**Task to complete:** Report every line of the material below that contains the string "green", matching case exactly.

Region labeling records:

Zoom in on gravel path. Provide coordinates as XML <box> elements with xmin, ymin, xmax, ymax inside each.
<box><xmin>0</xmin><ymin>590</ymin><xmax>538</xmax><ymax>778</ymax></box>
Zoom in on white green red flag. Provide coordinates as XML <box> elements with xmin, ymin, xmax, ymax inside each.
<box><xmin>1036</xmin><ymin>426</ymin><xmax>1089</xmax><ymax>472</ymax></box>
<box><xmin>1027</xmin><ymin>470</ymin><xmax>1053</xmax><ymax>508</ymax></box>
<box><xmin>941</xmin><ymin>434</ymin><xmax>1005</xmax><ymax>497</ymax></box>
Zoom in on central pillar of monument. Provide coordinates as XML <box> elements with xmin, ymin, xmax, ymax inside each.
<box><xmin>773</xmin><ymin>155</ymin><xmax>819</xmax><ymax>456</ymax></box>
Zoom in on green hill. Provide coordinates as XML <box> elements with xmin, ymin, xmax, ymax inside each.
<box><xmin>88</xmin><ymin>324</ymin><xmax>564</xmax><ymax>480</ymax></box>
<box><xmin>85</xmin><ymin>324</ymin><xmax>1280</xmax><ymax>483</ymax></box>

---

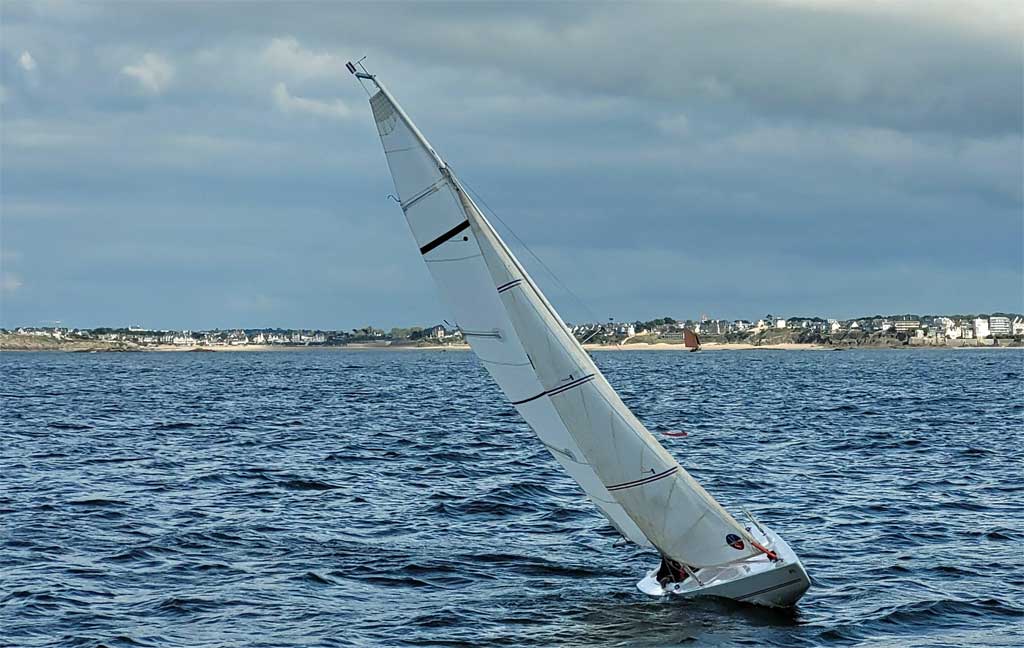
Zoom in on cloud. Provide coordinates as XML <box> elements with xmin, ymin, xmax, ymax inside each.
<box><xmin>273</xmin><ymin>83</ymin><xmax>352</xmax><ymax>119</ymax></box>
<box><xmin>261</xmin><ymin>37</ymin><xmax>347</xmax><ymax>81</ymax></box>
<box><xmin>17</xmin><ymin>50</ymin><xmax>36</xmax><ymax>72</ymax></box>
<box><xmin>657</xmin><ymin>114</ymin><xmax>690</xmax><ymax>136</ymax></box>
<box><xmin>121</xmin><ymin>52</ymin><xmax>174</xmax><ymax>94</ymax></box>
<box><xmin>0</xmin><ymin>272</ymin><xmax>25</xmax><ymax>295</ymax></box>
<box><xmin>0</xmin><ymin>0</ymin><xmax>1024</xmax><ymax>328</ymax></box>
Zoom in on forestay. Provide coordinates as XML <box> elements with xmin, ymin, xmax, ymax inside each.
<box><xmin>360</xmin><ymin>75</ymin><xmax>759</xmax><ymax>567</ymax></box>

* * *

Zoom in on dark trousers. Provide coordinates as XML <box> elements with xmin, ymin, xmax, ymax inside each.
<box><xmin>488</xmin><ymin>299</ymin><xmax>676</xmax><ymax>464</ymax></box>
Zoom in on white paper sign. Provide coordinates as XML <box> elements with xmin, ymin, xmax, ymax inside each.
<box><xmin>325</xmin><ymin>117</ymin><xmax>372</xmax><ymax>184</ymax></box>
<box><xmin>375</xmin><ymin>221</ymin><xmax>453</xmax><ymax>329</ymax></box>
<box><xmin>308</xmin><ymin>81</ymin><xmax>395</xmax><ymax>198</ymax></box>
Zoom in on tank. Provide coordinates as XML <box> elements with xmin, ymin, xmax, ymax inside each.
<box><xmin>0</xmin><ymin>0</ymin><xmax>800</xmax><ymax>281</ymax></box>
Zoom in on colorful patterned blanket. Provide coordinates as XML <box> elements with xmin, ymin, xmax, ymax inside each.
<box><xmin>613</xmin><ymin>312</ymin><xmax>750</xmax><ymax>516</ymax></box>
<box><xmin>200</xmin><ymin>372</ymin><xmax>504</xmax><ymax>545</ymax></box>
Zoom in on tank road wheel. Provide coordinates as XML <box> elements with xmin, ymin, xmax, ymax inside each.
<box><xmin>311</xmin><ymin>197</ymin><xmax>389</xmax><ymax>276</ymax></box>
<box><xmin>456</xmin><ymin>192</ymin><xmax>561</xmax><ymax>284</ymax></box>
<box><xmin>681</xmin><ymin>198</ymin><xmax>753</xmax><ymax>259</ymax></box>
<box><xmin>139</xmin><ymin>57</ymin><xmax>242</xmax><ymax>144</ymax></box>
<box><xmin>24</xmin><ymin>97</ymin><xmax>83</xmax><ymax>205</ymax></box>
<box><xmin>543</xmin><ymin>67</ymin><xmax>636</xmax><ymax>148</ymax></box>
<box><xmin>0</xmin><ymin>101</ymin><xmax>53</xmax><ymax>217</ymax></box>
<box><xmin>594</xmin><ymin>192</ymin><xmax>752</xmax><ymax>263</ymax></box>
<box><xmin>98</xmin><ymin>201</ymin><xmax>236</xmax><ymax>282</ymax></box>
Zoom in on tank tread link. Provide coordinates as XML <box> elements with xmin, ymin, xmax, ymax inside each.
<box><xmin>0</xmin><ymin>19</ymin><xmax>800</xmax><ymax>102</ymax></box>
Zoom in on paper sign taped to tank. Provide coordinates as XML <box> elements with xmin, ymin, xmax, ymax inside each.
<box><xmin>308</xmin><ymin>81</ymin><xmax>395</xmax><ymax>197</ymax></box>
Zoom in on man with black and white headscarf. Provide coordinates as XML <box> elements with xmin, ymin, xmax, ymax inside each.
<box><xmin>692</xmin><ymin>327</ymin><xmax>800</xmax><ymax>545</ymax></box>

**Task output:**
Zoom in on white green red flag. Provide coordinates as XML <box> elements with xmin, ymin, xmax, ymax inside each.
Zoom in on green hill. Provide coordinates as XML <box> elements with xmin, ymin, xmax, ymax inside each.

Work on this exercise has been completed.